__What is expected__. The data must be written out once more, precisely as given.

(Stored items)
········

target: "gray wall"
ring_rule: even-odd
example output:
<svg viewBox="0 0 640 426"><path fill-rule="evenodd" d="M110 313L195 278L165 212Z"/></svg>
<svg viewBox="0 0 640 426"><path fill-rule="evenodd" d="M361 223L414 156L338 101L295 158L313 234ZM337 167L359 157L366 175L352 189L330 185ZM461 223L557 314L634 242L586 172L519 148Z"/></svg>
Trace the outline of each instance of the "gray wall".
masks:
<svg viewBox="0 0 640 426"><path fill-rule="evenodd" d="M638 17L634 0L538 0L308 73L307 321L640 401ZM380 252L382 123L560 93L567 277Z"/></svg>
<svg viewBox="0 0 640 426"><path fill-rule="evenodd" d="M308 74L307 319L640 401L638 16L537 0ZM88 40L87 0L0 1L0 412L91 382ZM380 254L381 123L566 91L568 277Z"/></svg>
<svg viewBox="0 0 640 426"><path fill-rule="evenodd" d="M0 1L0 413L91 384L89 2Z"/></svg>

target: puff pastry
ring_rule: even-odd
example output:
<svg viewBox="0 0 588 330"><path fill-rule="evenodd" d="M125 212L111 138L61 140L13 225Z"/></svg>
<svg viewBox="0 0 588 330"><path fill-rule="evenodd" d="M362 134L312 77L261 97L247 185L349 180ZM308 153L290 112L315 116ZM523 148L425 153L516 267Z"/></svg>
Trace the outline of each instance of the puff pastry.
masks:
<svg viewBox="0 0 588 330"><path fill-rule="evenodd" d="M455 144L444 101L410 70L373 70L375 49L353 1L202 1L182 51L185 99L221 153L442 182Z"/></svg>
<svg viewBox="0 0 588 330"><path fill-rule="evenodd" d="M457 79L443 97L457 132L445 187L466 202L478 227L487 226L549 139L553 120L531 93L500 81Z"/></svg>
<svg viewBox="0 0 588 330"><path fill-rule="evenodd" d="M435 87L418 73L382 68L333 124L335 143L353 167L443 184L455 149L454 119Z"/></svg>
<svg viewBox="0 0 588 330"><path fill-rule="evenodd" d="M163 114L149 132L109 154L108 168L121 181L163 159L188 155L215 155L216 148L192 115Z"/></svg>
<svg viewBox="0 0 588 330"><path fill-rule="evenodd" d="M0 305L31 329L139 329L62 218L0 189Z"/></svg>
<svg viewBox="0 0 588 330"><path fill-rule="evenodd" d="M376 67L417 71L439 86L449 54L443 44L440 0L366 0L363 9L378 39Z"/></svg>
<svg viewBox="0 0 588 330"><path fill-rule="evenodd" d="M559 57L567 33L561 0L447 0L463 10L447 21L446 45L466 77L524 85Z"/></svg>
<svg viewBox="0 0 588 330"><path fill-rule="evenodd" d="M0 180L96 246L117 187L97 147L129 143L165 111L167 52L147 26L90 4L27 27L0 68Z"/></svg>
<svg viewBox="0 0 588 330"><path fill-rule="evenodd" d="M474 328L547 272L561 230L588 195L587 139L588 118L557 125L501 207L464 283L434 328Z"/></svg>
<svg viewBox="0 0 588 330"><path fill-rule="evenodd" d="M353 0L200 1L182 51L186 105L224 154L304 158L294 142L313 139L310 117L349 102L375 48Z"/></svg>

········

__Answer to the exercise__.
target: "gray wall"
ring_rule: even-odd
example output:
<svg viewBox="0 0 640 426"><path fill-rule="evenodd" d="M110 313L195 278L165 212Z"/></svg>
<svg viewBox="0 0 640 426"><path fill-rule="evenodd" d="M361 223L414 156L338 101L295 158L313 234ZM337 167L359 157L366 175L352 189L330 185ZM461 223L557 314L634 242L586 172L519 148Z"/></svg>
Trace the outline of each instance of the "gray wall".
masks:
<svg viewBox="0 0 640 426"><path fill-rule="evenodd" d="M638 17L634 0L538 0L308 73L307 321L640 401ZM380 252L382 123L560 93L567 277Z"/></svg>
<svg viewBox="0 0 640 426"><path fill-rule="evenodd" d="M308 74L307 319L640 401L638 16L537 0ZM88 40L87 0L0 1L0 412L91 382ZM380 254L381 123L566 91L568 277Z"/></svg>
<svg viewBox="0 0 640 426"><path fill-rule="evenodd" d="M0 1L0 413L91 384L89 2Z"/></svg>

target: puff pastry
ring_rule: even-odd
example output:
<svg viewBox="0 0 588 330"><path fill-rule="evenodd" d="M125 212L111 138L61 140L13 225Z"/></svg>
<svg viewBox="0 0 588 330"><path fill-rule="evenodd" d="M362 134L312 77L261 97L247 185L349 180ZM308 153L290 112L315 116ZM523 148L425 153L516 267Z"/></svg>
Trace the outline of each instance of the puff pastry.
masks:
<svg viewBox="0 0 588 330"><path fill-rule="evenodd" d="M455 144L444 101L410 70L373 70L375 49L353 1L202 1L182 51L185 99L221 153L442 182Z"/></svg>
<svg viewBox="0 0 588 330"><path fill-rule="evenodd" d="M457 79L443 97L457 132L445 187L466 202L478 227L487 226L549 139L553 120L531 93L500 81Z"/></svg>
<svg viewBox="0 0 588 330"><path fill-rule="evenodd" d="M435 87L418 73L382 68L333 124L335 143L353 167L443 184L455 149L454 119Z"/></svg>
<svg viewBox="0 0 588 330"><path fill-rule="evenodd" d="M163 114L149 132L109 154L108 168L121 181L163 159L188 155L215 155L216 148L192 115Z"/></svg>
<svg viewBox="0 0 588 330"><path fill-rule="evenodd" d="M0 305L31 329L139 329L62 218L0 189Z"/></svg>
<svg viewBox="0 0 588 330"><path fill-rule="evenodd" d="M376 67L417 71L439 86L449 54L443 44L440 0L366 0L363 9L378 39Z"/></svg>
<svg viewBox="0 0 588 330"><path fill-rule="evenodd" d="M559 57L567 33L561 0L447 0L463 10L447 21L446 45L466 77L524 85Z"/></svg>
<svg viewBox="0 0 588 330"><path fill-rule="evenodd" d="M0 180L96 246L117 187L97 147L129 143L165 111L167 52L147 26L90 4L27 27L0 68Z"/></svg>
<svg viewBox="0 0 588 330"><path fill-rule="evenodd" d="M474 328L547 272L561 230L588 195L587 139L588 118L557 125L501 207L464 283L434 328Z"/></svg>
<svg viewBox="0 0 588 330"><path fill-rule="evenodd" d="M353 0L200 1L182 51L186 105L224 154L304 158L294 142L313 139L310 117L349 102L375 48Z"/></svg>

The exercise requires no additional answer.